Begin Data
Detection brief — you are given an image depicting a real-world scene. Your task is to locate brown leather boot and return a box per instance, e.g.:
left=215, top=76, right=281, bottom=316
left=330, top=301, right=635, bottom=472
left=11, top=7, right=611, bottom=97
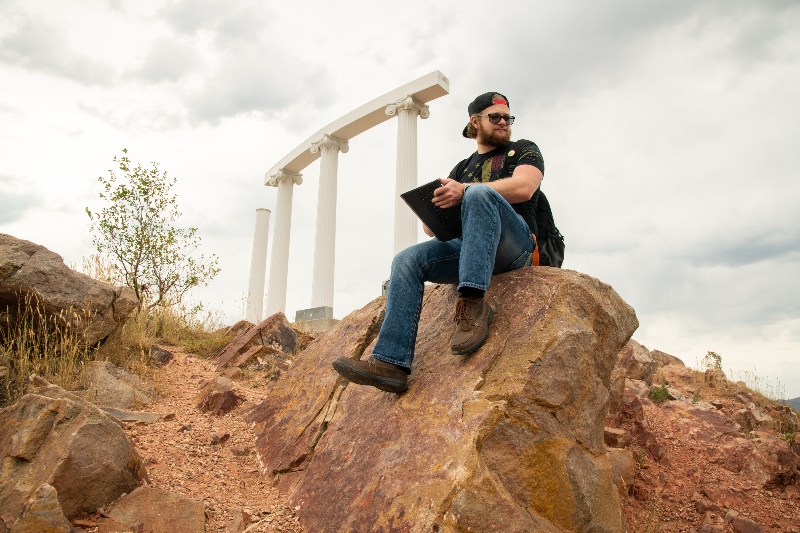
left=332, top=357, right=408, bottom=392
left=450, top=296, right=493, bottom=355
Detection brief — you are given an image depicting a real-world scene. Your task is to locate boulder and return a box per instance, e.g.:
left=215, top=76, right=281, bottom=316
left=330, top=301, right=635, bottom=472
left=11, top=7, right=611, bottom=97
left=216, top=313, right=298, bottom=370
left=656, top=363, right=702, bottom=390
left=731, top=516, right=764, bottom=533
left=608, top=448, right=636, bottom=496
left=703, top=368, right=728, bottom=391
left=150, top=345, right=175, bottom=367
left=11, top=483, right=75, bottom=533
left=196, top=376, right=244, bottom=416
left=249, top=268, right=638, bottom=532
left=99, top=486, right=206, bottom=533
left=617, top=339, right=658, bottom=385
left=603, top=427, right=631, bottom=448
left=0, top=233, right=138, bottom=346
left=76, top=361, right=161, bottom=410
left=650, top=350, right=686, bottom=367
left=100, top=407, right=161, bottom=424
left=606, top=367, right=628, bottom=416
left=0, top=377, right=147, bottom=524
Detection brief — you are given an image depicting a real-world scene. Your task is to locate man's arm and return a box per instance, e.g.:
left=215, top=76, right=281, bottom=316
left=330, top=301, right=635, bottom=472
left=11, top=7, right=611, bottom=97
left=433, top=165, right=544, bottom=208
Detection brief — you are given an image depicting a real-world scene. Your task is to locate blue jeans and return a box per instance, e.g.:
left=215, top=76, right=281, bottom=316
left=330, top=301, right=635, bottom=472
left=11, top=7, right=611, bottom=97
left=372, top=184, right=533, bottom=372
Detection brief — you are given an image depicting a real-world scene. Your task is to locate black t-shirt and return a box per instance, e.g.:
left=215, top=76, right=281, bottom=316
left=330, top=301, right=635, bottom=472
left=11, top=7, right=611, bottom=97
left=449, top=141, right=544, bottom=237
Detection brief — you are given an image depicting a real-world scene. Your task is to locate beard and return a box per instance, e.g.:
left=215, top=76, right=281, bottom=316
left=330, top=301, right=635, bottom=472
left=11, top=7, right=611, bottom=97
left=477, top=122, right=511, bottom=148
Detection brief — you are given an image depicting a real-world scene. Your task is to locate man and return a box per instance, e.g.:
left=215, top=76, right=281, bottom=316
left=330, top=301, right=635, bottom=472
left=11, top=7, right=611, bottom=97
left=333, top=92, right=544, bottom=392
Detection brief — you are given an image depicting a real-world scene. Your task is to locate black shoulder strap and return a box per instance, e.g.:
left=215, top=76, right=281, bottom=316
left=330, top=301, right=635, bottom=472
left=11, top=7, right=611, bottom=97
left=500, top=139, right=529, bottom=178
left=448, top=155, right=472, bottom=181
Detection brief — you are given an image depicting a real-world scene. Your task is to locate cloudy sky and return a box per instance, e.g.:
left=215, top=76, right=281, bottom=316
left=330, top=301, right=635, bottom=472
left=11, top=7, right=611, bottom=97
left=0, top=0, right=800, bottom=397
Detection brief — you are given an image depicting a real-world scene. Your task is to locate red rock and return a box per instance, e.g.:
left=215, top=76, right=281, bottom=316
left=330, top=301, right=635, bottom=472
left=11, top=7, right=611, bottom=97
left=196, top=376, right=244, bottom=416
left=216, top=313, right=298, bottom=371
left=102, top=486, right=205, bottom=533
left=650, top=350, right=684, bottom=367
left=617, top=339, right=658, bottom=385
left=603, top=427, right=631, bottom=448
left=11, top=484, right=72, bottom=533
left=251, top=268, right=636, bottom=533
left=731, top=516, right=764, bottom=533
left=0, top=376, right=147, bottom=524
left=211, top=431, right=231, bottom=446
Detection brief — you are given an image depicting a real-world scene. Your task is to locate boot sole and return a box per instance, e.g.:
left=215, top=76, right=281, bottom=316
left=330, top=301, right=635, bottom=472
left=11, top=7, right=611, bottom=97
left=333, top=360, right=408, bottom=392
left=450, top=307, right=494, bottom=355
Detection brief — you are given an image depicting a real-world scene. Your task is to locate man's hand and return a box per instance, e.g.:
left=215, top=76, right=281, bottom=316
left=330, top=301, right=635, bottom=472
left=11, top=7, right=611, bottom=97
left=432, top=178, right=464, bottom=209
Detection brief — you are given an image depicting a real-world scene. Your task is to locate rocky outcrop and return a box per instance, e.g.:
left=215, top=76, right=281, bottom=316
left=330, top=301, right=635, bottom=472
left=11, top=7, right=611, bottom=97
left=99, top=487, right=205, bottom=533
left=216, top=313, right=298, bottom=370
left=617, top=339, right=658, bottom=385
left=605, top=342, right=800, bottom=533
left=0, top=376, right=147, bottom=524
left=11, top=483, right=75, bottom=533
left=251, top=268, right=638, bottom=532
left=76, top=361, right=161, bottom=410
left=0, top=233, right=138, bottom=345
left=196, top=376, right=244, bottom=416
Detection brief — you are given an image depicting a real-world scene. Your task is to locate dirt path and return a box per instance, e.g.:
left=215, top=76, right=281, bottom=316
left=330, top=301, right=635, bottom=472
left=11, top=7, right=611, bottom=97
left=118, top=347, right=303, bottom=533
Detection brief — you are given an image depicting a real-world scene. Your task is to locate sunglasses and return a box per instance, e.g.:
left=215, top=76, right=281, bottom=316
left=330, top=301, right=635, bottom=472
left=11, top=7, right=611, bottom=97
left=476, top=113, right=514, bottom=126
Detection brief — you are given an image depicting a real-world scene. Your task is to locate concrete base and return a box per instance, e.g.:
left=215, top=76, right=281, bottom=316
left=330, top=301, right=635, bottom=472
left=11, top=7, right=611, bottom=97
left=294, top=305, right=333, bottom=322
left=292, top=318, right=339, bottom=331
left=294, top=306, right=339, bottom=331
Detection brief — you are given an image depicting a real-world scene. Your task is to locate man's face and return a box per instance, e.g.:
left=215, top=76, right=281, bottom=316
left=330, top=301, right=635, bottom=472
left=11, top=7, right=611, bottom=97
left=472, top=104, right=511, bottom=147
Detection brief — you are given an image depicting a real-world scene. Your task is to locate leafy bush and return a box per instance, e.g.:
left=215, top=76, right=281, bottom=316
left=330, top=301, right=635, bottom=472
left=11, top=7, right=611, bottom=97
left=85, top=149, right=219, bottom=309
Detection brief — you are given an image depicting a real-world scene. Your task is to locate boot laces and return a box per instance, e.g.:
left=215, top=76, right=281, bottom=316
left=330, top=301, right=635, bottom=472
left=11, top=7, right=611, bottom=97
left=453, top=298, right=472, bottom=331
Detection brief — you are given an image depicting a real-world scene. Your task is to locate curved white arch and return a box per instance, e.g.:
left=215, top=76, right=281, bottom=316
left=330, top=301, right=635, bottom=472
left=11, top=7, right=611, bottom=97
left=264, top=70, right=450, bottom=181
left=253, top=70, right=450, bottom=321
End Data
▶ Directive
Produce an exact copy of the lines from the one containing "to locate concrete" through the last line, and of nothing else.

▶ Task solution
Detection brief — you are given an image depicting a real-world scene. Your task is to locate concrete base and return a box per instance, e.g.:
left=215, top=76, right=281, bottom=316
left=330, top=301, right=635, bottom=472
left=11, top=7, right=611, bottom=97
left=294, top=305, right=333, bottom=322
left=292, top=318, right=339, bottom=331
left=294, top=306, right=339, bottom=331
Detection brief — you are given an image depicting a real-world scene. Your task is to locate man's face and return a box per instance, e.g.:
left=215, top=76, right=281, bottom=316
left=330, top=301, right=635, bottom=472
left=11, top=7, right=611, bottom=97
left=472, top=104, right=511, bottom=147
Detection brief — you are given an image depicting a real-world scene. Your task is to locate leafy bush and return a box per instance, e.g.:
left=215, top=76, right=281, bottom=316
left=330, top=301, right=635, bottom=472
left=11, top=7, right=611, bottom=97
left=85, top=149, right=219, bottom=309
Detection brief — you are given an image depicting a real-world scene. Your task is to locate boot laces and return a box per instance, e.g.:
left=215, top=76, right=281, bottom=316
left=330, top=301, right=635, bottom=472
left=11, top=7, right=611, bottom=97
left=453, top=298, right=472, bottom=331
Detection brief — you are given an image depicting a real-world scene. Your task is to locate curved white arch and return a box per instance, e.g.:
left=215, top=76, right=281, bottom=316
left=330, top=301, right=635, bottom=472
left=11, top=7, right=611, bottom=97
left=264, top=70, right=450, bottom=181
left=253, top=70, right=450, bottom=321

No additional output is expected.